• [Extracted text]:
******************************
The latter is more important. Therefore, based on this comparison, the FS7 surges ahead, the combination of frame rates, dynamic range and built-in ND filters is unbeatable for documentary work.
Now let’s look at what’s being recorded: codec, data rates and color:
|Camera||Best Internal Recording Formats||Max. RAW Data Rate||Max. Non-RAW Data Rate||Color information|
|URSA Mini 4.6K||Compressed CDNG, Apple ProRes 444 XQ||180 MB/s**||2500 Mbps||12-bit RAW, 10-bit 4:4:4 in Prores|
|PXW-FS7||XAVC-I, XAVC-L and MPEG-2||300-760 MB/s***||600 Mbps for 4K, 222 Mbps for 1080p||12-bit RAW, 10-bit 4:2:2 in XAVC|
|GY-LS300||H.264 AVC, AVCHD||n/a||150 Mbps for UHD, 50 Mbps for 1080p||8-bit 4:2:2|
|CION||Apple Prores 4444||304-1500 MB/s||1,320 Mbps||12-bit RAW, 12-bit 4:4:4 in Prores|
|PXW-Z100||XAVC-I||n/a||880 Mbps||10-bit 4:2:2|
As I’ve mentioned at the beginning, few documentaries can afford a RAW or external recording workflow. There’s simply no point in considering it an advantage. In fact, the reverse can be argued – it’s actually a disadvantage to have to carry an external recorder around!
Prores or XAVC-I? Quality-wise, there’s hardly any difference. Prores has the edge based on two factors:
- A better codec designed to take multiple compression passes
- More widely supported on all major NLEs
However, it has two major disadvantages too:
- Prores only works well on Macs
- Transcoding and encoding on PCs are cumbersome at best
What about Prores 4444? It’s a codec that few would dare to use for documentaries. The shooting ratios are just too great, and the advantages are only visible for high-end green screen and grading work. Most people will shoot Prores 4:2:2 10-bit, and then the playing field is level again – except for the LS300 and DVX200 (they fall on a lower rung in broadcast acceptability).
And don’t get confused by the low data rates of the FS7, because the equivalent Prores HQ codec at the same frame rates will not be too far off – just enough that the difference should not be very relevant.
Now let’s look at lenses:
|Camera||Aperture control||Restrictions on lenses (35mm equiv.)||Highest f-number||Servo Zoom|
|URSA Mini 4.6K||Yes||No||all||No|
|AG-DVX200||Yes||29.5 mm to 384.9 mm||f/2.8-f/4.5||Yes|
|PXW-Z100||Yes||30.0 to 600.0 mm||f/1.6||Yes|
As mentioned earlier, the fixed lenses on the DVX200 and Z100 without a wide angle option (you can use an adapter, but that goes for all lenses) are slight downers. Also, the DVX200 can only shoot at f/4.5 at its telephoto end. So much for maintaining a constant aperture (something cinema is known for) or low light performance (noise levels won’t match).
******************************
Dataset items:
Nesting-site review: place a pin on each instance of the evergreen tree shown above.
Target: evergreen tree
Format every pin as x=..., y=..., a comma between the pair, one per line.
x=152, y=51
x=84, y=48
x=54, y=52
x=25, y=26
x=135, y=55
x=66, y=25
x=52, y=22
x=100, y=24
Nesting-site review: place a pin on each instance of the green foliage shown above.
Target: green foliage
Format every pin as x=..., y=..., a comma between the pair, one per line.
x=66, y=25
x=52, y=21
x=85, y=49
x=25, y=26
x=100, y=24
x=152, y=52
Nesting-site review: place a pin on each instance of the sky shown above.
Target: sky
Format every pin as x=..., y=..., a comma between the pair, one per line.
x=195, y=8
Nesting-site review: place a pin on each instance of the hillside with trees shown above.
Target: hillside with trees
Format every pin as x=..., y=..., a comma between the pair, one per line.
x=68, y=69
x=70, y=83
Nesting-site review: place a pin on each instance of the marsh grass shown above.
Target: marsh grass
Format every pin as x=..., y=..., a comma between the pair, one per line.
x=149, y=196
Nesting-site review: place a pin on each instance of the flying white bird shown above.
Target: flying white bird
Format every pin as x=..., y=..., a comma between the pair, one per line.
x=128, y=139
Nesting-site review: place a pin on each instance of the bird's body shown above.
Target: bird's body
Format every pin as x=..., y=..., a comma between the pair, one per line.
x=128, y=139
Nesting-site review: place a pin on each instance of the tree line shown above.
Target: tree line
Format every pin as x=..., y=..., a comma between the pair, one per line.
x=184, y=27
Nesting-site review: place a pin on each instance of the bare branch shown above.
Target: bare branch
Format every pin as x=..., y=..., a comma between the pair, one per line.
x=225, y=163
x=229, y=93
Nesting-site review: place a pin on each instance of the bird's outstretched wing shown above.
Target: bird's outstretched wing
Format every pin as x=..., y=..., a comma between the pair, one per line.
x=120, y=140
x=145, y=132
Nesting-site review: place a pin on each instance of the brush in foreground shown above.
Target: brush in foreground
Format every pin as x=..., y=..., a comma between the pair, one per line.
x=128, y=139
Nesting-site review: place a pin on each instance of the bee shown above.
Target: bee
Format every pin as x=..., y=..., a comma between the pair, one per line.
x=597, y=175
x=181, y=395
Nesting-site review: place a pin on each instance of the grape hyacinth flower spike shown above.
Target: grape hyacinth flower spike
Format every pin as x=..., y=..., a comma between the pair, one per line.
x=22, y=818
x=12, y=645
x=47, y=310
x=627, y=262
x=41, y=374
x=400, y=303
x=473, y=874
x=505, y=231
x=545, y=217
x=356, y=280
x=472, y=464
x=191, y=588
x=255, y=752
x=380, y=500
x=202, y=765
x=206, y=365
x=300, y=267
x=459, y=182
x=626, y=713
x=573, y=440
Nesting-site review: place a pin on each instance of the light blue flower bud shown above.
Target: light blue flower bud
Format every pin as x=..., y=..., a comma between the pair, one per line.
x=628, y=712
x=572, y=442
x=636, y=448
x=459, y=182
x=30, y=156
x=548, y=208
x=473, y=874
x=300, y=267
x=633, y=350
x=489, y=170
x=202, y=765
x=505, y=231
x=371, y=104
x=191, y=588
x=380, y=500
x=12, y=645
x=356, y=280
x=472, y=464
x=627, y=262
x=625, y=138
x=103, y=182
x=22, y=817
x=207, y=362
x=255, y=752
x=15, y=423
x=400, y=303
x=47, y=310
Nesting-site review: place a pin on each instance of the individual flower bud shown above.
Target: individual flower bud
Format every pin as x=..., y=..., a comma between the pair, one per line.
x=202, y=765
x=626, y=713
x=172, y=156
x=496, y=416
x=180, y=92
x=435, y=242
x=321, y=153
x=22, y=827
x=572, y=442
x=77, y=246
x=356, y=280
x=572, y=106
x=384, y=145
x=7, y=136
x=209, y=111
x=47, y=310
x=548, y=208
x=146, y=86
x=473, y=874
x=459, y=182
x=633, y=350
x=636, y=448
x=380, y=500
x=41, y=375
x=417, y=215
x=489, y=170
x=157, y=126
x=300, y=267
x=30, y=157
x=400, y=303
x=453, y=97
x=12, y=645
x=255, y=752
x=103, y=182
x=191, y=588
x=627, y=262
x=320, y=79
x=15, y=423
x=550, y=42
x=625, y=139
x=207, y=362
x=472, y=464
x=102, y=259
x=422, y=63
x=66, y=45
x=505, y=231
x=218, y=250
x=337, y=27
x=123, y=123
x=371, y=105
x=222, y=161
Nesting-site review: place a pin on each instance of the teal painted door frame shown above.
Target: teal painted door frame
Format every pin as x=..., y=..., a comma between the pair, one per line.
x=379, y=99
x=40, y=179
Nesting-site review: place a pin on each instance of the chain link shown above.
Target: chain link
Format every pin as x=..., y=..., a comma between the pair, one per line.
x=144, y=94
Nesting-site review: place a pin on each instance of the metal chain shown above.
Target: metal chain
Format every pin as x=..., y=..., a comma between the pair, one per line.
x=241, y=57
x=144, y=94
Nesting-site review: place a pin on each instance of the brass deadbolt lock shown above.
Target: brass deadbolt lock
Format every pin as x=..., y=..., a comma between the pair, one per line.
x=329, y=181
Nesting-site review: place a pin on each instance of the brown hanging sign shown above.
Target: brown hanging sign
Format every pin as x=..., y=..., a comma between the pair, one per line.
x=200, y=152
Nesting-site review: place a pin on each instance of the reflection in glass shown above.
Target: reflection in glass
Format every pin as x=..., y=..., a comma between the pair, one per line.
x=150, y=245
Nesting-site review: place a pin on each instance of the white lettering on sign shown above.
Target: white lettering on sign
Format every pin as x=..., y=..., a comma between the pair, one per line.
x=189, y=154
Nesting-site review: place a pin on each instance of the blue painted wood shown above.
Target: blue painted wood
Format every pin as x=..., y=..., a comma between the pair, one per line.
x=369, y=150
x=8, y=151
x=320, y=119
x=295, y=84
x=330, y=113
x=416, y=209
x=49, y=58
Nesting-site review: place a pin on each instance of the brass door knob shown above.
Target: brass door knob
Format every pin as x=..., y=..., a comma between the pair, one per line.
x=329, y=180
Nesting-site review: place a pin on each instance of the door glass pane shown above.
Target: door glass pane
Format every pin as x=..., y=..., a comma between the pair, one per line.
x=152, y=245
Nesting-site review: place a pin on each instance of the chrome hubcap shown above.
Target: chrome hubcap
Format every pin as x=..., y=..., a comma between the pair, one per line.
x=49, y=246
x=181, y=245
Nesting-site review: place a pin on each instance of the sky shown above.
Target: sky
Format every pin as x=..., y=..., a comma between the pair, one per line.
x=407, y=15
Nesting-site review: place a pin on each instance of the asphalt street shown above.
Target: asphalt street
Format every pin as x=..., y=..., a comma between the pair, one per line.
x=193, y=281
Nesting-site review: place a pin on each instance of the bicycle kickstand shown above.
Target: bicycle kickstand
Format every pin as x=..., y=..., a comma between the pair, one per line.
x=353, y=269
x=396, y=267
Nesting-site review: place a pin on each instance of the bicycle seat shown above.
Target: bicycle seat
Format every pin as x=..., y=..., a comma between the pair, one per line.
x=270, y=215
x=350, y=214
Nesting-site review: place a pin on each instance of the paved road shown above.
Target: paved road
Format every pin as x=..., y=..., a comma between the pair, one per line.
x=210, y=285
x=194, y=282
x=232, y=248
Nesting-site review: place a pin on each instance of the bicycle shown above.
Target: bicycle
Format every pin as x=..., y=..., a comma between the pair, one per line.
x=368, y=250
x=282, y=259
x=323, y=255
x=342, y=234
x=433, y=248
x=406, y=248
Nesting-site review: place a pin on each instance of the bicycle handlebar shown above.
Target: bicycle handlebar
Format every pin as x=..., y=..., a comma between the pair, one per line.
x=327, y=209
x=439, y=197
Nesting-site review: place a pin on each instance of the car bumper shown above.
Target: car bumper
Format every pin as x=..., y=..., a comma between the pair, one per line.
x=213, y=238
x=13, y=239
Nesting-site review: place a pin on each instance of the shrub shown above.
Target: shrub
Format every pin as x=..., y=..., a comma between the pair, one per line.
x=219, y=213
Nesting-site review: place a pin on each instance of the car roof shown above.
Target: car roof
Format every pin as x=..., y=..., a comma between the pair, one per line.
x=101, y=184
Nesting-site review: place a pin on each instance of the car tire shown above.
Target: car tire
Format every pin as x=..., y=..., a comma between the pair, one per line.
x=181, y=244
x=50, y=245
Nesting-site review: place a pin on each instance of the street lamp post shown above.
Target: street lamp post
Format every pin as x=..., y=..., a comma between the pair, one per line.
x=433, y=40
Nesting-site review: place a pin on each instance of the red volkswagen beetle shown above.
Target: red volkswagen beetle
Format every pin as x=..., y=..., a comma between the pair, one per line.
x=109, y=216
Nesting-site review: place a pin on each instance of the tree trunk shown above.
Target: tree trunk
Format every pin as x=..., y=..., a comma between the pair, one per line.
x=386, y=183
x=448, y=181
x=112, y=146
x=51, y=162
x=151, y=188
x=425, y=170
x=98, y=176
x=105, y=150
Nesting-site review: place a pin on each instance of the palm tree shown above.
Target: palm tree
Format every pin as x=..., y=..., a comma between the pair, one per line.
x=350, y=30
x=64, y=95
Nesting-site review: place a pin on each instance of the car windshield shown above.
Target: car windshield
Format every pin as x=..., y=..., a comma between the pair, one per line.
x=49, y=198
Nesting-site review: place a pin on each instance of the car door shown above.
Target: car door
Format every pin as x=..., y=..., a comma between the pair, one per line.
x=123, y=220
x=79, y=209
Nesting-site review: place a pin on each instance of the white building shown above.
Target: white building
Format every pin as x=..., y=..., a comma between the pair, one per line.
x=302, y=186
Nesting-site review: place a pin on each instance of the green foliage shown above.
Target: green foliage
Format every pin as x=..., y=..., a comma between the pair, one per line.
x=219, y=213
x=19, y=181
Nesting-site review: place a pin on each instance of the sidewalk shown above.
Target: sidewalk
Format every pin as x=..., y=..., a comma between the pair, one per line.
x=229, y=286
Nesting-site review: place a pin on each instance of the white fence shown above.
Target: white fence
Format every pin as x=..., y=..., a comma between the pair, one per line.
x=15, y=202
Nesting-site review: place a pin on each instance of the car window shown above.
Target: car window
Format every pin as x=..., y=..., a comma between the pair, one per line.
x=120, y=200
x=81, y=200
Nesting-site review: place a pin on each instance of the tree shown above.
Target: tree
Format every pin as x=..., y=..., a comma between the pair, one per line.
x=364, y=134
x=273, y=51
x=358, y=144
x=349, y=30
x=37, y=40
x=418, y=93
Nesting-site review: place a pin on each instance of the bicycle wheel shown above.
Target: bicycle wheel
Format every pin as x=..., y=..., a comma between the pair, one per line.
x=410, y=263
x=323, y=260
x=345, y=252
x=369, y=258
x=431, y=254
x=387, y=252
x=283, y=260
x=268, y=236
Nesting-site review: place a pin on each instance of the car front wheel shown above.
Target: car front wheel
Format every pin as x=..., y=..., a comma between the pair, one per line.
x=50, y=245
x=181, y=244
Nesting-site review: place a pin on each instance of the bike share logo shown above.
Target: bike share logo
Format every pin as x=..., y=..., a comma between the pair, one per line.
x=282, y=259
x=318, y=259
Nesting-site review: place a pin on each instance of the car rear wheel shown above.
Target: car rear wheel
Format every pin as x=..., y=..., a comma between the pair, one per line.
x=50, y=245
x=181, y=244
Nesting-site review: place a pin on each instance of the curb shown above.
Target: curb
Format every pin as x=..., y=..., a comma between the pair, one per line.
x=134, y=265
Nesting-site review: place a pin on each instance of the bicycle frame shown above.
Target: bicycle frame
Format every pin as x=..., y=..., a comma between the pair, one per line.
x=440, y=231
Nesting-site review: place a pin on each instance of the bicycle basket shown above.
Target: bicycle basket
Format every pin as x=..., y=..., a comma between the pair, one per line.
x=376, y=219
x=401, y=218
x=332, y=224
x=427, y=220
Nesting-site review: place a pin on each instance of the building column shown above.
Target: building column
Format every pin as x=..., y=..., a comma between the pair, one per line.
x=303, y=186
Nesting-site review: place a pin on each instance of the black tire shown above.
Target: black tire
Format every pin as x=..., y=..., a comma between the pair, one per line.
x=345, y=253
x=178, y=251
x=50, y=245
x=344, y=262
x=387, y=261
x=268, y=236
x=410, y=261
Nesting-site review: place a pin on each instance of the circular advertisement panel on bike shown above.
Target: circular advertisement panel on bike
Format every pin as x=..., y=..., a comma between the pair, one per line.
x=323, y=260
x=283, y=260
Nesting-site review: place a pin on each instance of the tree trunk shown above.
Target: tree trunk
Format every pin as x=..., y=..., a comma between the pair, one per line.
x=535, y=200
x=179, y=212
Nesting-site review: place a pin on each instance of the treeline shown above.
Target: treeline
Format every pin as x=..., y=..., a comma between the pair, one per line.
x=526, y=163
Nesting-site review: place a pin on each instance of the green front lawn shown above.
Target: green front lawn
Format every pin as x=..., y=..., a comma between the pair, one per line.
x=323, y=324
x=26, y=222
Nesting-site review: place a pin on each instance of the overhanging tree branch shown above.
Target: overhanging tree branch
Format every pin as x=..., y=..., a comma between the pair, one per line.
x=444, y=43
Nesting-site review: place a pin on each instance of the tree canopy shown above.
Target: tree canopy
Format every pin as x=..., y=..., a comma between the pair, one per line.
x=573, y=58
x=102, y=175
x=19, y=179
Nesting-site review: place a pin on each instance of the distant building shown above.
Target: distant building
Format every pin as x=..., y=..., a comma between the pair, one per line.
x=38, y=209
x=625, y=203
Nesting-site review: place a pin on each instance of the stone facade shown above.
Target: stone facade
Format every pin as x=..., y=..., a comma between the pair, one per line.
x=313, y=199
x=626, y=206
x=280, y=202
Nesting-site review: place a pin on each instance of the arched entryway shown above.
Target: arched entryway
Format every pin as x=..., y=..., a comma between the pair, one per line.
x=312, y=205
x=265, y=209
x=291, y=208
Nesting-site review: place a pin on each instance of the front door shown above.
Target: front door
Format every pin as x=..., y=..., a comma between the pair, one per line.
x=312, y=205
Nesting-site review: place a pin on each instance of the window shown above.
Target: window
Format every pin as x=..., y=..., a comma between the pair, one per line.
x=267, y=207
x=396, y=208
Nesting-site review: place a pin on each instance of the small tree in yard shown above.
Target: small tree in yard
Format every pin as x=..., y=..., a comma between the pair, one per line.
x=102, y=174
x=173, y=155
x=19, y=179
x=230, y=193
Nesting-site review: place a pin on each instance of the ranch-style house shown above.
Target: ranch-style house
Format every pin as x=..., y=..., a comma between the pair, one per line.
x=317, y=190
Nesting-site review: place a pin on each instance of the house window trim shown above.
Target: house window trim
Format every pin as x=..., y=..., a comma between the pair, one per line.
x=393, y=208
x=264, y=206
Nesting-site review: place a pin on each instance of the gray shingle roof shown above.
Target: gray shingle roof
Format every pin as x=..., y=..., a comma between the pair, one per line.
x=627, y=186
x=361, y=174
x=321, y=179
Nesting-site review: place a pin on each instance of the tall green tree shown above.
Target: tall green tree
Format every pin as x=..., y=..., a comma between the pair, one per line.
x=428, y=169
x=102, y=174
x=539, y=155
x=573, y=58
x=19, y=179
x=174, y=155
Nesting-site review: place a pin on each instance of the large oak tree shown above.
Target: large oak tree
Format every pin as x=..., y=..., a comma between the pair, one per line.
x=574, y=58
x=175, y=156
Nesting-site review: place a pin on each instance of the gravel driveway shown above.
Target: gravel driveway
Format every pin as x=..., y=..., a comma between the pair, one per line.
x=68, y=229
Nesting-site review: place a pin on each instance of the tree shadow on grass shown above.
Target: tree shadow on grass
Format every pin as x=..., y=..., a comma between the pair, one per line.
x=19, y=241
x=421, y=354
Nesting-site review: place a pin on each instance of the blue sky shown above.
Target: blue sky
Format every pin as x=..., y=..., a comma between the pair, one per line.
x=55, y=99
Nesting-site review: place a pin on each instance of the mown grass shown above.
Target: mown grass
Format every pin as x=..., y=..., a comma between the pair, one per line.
******************************
• [Do this]: Extend the documentary camera comparison, starting right after its final sentence and keeping its voice and focus.

• [Answer]:
Also, the lack of servo zoom options on the Mini and CION, and the general lack of broadcast-style lenses for them, make it hard to pick them for real documentary work.
The FS7 has a cinematic-docu combo lens, the 28-135mm f/4 OSS, which also has image stabilization. However, at the wide end, the 35mm equivalent focal length is only 40mm, which is worse than the DVX200!
The surprise winner here is the LS300, which has one main advantage, in addition to the fact that you can use the Metabones Speedbooster: It has a built-in servo zoom controller which works great with lighter, smaller lenses made for the Micro Four Thirds format.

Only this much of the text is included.